Collected data entries:
/---
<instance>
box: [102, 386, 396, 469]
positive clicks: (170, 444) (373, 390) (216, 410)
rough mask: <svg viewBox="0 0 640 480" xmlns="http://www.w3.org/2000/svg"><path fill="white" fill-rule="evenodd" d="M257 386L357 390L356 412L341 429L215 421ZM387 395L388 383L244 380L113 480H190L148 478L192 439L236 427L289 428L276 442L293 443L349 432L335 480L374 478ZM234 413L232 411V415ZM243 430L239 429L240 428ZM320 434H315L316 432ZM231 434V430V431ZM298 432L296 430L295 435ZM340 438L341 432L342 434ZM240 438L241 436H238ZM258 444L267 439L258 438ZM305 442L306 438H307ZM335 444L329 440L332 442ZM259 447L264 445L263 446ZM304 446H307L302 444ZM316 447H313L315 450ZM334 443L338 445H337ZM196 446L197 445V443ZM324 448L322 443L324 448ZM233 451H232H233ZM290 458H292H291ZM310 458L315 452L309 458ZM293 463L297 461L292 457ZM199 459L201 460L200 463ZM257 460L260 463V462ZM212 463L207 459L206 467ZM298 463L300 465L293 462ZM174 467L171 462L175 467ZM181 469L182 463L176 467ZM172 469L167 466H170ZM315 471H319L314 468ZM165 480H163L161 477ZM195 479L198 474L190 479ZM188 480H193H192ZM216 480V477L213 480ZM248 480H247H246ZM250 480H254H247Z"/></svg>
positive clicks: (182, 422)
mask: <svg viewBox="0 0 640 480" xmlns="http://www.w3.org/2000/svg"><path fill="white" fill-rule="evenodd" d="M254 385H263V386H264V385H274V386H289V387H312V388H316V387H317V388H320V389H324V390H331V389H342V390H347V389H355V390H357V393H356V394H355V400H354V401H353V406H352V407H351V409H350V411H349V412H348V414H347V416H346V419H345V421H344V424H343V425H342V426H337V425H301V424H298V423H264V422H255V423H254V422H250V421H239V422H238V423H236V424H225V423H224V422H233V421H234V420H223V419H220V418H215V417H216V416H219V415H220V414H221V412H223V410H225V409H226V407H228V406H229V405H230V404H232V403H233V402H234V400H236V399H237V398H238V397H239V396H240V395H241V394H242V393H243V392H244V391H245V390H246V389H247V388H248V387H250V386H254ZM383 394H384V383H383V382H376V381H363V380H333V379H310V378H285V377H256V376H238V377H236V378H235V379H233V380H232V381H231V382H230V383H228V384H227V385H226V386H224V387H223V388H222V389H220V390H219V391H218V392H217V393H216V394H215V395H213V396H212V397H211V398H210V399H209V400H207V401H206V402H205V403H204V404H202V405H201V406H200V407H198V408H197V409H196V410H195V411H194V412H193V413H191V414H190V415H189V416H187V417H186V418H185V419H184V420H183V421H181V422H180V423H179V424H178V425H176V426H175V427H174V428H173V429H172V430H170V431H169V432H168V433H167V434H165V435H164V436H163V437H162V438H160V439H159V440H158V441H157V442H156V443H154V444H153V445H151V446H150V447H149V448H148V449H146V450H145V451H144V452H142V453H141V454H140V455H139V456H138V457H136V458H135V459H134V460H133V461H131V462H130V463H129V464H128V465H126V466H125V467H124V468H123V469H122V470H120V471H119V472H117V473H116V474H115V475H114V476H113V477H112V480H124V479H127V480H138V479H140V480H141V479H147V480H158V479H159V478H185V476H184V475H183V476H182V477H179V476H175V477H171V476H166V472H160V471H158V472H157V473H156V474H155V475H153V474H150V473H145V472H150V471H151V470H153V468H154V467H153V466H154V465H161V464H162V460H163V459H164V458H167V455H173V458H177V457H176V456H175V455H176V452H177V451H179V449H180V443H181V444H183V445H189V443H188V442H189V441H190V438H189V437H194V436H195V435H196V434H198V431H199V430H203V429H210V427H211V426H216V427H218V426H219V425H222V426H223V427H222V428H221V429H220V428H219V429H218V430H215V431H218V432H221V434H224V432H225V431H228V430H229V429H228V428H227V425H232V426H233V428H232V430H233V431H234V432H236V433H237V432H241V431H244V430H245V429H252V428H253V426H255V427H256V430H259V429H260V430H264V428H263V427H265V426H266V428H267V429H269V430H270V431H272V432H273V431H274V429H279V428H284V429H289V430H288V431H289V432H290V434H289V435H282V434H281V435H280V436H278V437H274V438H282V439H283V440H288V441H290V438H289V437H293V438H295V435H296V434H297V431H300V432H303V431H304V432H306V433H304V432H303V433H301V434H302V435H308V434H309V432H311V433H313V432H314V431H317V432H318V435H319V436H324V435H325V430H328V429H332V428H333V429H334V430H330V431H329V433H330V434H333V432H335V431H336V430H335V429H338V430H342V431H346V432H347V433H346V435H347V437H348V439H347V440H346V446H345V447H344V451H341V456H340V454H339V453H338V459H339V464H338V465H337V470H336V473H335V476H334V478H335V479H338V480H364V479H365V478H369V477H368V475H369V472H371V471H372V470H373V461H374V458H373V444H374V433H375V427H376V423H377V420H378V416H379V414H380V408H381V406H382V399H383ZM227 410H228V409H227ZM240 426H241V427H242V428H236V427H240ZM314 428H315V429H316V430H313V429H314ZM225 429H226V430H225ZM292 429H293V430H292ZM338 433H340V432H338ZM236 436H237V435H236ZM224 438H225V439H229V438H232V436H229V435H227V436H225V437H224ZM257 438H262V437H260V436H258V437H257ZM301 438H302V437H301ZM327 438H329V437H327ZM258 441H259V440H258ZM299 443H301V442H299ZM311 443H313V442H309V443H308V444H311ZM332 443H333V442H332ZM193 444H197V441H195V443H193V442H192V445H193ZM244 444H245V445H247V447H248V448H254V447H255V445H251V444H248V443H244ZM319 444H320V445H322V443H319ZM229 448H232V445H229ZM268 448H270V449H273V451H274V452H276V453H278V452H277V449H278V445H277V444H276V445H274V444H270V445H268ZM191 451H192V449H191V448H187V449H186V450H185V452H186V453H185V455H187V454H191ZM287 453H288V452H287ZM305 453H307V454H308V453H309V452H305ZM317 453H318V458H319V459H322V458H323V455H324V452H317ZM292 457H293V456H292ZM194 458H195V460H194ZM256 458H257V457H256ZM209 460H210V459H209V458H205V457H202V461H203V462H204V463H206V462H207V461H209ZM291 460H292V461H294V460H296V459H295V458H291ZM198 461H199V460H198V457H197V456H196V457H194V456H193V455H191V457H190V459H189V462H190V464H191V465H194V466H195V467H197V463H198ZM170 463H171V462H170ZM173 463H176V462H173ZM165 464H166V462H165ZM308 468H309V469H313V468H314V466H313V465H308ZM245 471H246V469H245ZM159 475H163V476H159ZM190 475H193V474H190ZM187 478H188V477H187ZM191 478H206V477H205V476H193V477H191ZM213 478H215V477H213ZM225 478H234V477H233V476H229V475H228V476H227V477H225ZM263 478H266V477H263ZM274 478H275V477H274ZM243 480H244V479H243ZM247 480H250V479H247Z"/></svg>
\---
PROBLEM TO WORK ON
Would you print exactly the lines from the first line of the entries above through the line that has "positive clicks: (170, 444)", both included, and stop there?

TASK SOLUTION
<instance>
box: [102, 386, 396, 469]
positive clicks: (170, 444) (373, 390) (216, 410)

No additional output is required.